▶ INSTRUCTIONS TO FOLLOW
Look through the listing below, and wherever a line has the string "helmet", pull it out.

▶ DATA FOR REVIEW
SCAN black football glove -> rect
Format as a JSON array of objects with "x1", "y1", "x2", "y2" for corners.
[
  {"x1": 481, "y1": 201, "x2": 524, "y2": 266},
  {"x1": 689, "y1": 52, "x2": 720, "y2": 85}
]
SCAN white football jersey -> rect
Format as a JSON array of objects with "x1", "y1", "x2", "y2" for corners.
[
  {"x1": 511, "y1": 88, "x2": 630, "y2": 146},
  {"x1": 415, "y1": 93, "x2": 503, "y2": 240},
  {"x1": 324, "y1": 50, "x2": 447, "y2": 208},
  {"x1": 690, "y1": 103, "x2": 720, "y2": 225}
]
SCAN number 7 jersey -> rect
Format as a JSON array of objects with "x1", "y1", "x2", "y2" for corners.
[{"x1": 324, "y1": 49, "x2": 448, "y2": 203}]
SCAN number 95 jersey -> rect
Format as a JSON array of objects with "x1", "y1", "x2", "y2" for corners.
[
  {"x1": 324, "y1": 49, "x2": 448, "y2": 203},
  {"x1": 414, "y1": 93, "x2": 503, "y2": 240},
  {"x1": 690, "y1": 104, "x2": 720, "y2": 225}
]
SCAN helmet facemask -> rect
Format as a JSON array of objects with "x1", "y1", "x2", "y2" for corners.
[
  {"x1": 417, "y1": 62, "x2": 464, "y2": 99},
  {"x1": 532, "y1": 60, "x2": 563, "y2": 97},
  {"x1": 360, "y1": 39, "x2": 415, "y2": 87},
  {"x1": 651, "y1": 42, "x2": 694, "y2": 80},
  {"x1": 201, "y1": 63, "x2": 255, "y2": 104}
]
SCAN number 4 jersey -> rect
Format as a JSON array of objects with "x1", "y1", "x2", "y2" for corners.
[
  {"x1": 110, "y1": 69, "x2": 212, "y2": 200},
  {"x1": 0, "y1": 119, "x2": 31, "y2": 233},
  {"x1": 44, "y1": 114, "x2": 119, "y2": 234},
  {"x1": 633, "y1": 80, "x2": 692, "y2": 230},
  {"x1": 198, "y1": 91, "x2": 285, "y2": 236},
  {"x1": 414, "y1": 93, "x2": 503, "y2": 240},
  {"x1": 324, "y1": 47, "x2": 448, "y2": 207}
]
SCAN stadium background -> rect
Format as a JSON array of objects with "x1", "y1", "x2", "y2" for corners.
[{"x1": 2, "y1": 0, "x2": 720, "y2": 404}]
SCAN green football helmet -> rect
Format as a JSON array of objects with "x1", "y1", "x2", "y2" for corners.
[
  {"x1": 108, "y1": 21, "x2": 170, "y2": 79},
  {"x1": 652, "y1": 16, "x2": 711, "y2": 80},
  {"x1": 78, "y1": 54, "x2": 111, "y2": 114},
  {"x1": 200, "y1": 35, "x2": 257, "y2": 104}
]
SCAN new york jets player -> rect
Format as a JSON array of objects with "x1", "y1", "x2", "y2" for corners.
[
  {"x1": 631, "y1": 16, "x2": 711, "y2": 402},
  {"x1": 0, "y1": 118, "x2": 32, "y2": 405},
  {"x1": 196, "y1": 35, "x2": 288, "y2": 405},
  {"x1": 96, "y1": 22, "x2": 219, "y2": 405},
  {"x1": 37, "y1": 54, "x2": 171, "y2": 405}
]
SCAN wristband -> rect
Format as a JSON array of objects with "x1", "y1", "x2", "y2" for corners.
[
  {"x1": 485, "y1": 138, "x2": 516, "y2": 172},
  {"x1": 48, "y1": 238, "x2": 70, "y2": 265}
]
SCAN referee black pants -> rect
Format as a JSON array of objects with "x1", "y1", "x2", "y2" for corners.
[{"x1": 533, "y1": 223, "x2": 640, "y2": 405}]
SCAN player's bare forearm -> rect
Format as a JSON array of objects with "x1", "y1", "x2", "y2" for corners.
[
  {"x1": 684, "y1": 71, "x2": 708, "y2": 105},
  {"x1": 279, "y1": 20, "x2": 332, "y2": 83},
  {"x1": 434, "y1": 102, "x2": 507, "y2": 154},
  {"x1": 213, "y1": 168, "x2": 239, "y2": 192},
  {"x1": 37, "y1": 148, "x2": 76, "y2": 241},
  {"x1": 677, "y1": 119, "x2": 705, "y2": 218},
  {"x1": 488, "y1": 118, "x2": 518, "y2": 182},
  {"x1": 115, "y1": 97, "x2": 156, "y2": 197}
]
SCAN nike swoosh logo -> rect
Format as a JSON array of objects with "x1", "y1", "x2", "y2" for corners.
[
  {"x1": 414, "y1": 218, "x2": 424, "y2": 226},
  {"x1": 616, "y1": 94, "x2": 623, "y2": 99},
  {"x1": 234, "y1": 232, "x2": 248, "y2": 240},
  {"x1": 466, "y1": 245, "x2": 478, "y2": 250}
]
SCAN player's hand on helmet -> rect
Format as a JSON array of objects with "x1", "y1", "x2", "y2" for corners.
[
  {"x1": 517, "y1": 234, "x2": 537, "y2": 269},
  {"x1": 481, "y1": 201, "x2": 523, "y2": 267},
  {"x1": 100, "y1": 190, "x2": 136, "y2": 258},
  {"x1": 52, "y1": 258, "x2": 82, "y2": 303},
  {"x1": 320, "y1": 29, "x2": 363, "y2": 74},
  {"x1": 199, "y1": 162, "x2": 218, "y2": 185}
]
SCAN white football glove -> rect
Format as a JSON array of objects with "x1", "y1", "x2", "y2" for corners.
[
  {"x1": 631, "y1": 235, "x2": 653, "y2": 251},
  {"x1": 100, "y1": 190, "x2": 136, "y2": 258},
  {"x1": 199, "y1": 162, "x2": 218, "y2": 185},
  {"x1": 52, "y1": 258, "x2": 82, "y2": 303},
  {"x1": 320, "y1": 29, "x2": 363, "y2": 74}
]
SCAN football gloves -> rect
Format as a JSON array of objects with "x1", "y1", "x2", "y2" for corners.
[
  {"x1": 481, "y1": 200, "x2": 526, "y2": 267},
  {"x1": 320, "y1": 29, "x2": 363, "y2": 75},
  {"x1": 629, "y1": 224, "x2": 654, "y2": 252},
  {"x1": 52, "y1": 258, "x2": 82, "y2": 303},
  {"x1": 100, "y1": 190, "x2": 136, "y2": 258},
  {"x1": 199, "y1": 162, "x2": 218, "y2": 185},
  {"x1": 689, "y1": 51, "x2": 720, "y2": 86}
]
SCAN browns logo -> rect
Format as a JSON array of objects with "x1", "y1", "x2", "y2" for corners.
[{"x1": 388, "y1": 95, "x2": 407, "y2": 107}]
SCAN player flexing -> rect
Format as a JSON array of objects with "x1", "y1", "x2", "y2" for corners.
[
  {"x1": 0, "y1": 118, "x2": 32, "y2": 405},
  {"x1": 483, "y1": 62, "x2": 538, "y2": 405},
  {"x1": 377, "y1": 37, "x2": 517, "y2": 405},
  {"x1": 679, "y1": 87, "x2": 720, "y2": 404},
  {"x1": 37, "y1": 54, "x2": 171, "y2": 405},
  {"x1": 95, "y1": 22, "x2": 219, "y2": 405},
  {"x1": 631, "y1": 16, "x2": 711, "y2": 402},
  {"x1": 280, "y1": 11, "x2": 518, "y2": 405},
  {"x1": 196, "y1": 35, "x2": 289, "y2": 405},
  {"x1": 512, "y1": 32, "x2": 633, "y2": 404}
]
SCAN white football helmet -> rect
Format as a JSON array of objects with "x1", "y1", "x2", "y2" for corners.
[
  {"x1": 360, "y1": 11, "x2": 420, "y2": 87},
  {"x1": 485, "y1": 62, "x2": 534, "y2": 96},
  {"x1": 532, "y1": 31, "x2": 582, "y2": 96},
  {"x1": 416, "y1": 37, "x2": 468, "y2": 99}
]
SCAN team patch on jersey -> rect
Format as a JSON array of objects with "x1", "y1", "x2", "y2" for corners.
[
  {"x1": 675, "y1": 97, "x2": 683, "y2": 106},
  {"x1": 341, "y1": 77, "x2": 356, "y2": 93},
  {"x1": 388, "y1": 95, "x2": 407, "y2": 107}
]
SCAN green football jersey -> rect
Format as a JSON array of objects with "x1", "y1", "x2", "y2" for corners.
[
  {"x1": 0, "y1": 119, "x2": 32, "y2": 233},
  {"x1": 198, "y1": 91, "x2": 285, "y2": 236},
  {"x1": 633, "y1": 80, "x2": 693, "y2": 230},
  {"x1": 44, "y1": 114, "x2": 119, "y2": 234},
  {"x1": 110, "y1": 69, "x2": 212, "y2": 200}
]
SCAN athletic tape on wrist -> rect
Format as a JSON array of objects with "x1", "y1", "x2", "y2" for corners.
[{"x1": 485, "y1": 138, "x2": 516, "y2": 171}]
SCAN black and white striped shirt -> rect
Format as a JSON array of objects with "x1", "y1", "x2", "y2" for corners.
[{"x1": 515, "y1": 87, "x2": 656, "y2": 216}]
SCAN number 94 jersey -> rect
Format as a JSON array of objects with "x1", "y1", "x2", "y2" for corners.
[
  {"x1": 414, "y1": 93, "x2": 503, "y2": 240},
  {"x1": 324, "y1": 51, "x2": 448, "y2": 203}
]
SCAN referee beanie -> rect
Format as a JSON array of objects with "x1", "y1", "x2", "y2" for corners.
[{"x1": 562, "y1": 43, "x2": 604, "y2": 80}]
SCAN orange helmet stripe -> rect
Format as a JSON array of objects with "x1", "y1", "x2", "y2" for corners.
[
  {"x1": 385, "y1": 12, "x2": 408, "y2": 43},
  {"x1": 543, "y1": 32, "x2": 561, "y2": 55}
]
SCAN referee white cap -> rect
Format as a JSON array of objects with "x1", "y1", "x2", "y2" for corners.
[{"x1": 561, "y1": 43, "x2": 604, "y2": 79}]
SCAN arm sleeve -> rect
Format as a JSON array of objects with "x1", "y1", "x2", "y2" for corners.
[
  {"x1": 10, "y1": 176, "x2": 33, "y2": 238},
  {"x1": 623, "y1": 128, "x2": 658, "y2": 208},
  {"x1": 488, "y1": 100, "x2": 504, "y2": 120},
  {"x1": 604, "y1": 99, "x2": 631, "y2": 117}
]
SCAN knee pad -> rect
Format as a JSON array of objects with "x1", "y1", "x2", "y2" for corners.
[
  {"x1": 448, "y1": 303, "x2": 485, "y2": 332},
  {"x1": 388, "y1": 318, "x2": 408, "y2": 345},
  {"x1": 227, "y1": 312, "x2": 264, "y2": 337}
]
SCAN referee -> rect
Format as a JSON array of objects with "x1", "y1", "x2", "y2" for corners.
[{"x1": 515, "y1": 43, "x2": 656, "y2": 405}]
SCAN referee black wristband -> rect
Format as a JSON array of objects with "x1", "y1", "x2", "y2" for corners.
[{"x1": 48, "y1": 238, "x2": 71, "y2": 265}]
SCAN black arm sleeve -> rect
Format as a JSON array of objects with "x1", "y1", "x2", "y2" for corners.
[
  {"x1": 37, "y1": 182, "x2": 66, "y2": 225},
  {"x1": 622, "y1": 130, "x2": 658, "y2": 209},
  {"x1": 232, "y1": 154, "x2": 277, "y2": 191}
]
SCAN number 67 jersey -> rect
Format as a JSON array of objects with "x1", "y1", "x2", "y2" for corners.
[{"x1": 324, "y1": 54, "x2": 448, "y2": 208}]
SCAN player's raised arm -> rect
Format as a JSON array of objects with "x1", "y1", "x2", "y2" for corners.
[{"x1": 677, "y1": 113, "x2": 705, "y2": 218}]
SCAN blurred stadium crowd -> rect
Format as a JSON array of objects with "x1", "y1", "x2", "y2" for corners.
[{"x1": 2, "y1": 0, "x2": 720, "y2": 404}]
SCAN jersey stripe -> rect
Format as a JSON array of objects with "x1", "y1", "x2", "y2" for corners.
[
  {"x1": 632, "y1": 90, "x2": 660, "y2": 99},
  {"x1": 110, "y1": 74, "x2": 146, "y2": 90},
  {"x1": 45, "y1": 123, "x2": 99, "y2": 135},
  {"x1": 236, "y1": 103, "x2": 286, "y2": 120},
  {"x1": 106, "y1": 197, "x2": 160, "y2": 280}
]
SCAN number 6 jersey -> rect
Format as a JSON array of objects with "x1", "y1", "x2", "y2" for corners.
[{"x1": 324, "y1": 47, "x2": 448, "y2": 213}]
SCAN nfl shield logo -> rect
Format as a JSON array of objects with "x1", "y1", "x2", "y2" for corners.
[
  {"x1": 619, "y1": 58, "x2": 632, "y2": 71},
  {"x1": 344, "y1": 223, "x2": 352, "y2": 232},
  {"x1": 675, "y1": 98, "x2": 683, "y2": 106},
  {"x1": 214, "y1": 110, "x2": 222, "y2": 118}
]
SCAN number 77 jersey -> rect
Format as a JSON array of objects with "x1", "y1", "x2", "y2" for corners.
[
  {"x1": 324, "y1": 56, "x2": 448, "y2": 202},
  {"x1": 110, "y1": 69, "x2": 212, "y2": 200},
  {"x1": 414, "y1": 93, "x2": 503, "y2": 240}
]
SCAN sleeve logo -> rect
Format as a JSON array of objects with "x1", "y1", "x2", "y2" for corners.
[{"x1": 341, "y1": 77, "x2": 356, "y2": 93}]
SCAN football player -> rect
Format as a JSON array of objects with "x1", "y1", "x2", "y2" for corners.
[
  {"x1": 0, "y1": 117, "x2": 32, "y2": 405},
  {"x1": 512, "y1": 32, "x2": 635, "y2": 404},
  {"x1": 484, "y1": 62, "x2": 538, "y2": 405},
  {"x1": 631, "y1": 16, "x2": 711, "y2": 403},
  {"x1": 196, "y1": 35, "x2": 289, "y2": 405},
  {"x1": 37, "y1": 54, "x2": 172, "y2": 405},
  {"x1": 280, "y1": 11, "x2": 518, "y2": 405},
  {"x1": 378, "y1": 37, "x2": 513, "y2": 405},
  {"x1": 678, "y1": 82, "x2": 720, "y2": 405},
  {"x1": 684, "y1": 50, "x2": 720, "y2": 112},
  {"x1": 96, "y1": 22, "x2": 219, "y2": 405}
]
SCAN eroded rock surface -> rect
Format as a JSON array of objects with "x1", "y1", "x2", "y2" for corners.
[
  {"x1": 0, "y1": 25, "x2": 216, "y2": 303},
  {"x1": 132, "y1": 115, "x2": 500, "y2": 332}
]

▶ FINISHED EXERCISE
SCAN helmet facemask -> rect
SCAN green football helmet -> rect
SCAN player's hand on helmet -> rect
SCAN white football helmet -> rect
SCAN orange helmet stripe -> rect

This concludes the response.